[Location annotation dataset excerpts]
"""
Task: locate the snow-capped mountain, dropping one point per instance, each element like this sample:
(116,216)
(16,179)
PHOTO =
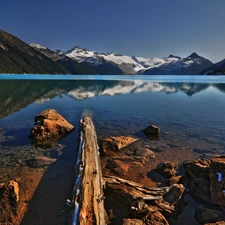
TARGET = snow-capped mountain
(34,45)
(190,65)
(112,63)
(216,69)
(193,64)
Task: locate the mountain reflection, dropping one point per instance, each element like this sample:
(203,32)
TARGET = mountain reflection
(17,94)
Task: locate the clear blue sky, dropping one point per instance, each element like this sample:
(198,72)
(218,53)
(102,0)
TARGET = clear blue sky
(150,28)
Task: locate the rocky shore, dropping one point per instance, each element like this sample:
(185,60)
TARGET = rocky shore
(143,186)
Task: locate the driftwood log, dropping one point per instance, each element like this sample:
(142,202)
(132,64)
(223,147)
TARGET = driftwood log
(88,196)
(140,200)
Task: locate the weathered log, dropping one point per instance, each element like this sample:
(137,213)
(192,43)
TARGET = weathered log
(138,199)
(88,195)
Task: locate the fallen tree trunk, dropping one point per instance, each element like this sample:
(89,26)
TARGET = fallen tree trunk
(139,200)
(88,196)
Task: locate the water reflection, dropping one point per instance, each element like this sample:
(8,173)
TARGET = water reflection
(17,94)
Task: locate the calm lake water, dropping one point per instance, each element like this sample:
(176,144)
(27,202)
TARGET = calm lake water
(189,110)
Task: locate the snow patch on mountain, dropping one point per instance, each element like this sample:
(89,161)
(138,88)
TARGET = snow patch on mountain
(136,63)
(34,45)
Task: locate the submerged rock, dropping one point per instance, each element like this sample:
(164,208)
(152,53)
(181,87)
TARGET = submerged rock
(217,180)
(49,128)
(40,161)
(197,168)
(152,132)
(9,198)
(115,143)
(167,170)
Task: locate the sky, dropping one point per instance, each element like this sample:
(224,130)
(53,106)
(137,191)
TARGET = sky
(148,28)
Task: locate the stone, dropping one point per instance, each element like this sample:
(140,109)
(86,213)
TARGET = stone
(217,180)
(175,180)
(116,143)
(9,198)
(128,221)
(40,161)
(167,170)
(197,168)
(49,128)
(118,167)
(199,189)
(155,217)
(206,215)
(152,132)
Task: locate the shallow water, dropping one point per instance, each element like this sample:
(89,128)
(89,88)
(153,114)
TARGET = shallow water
"""
• _What the task asks_: Skip every picture and transcribe the data above exactly.

• _Answer to the task_:
Task: locate the snow-capped mountain, dropping one point per instance, each element like this sample:
(116,216)
(16,179)
PHOTO =
TARGET = snow-capped mountain
(34,45)
(190,65)
(112,63)
(216,69)
(193,64)
Task: locate the mountain reflection, dropping one point per instance, each element like this sample:
(203,32)
TARGET = mountain reflection
(17,94)
Task: locate the clear blue sky, dropping one point per instance, each element like this sample:
(198,72)
(218,53)
(102,0)
TARGET = clear blue sky
(150,28)
Task: locate the rocky shore, dropping one point per instance, each element like this sample:
(185,60)
TARGET = rocky shore
(143,186)
Task: locate the driftwood log, dropping one point per instance, each element like this sample:
(142,202)
(132,64)
(223,147)
TARGET = driftwood log
(88,196)
(140,200)
Task: locate the weathered log, dropping one point per instance, each element like this sample:
(137,213)
(192,43)
TARGET = weathered log
(138,199)
(88,195)
Task: locate the fallen tree trunk, dropping one point per instance, each element like this sample:
(89,26)
TARGET = fallen tree trunk
(139,200)
(88,196)
Task: locate the water reflection, dropping one point per instance, each element like this sample:
(8,173)
TARGET = water reflection
(17,94)
Task: locate the calm lake water, dropping one point per instance, each element like this sample:
(176,144)
(27,202)
TARGET = calm lake water
(189,110)
Task: locate the snow patch on mountain, dropping one point per instance, each element like this sample:
(89,161)
(138,88)
TARGET = snow patch on mountain
(136,63)
(34,45)
Task: locate the submerged rock, dropping one point per instance, each element like this sample:
(164,208)
(152,53)
(181,87)
TARGET = submerged rock
(217,180)
(49,128)
(40,161)
(197,168)
(152,132)
(9,198)
(115,143)
(167,170)
Task: locate the sky, dropping one point per instance, each element like this sample:
(224,130)
(53,106)
(137,191)
TARGET = sky
(148,28)
Task: locate the stone, dropping one point per instance, each element like this sample:
(140,109)
(86,213)
TARGET = stone
(217,180)
(175,180)
(116,143)
(9,198)
(128,221)
(40,161)
(167,170)
(197,168)
(49,128)
(118,167)
(199,189)
(155,217)
(206,215)
(152,132)
Task: locate the shallow water, dropping one point per instance, each element like this sample:
(89,128)
(89,88)
(153,114)
TARGET = shallow water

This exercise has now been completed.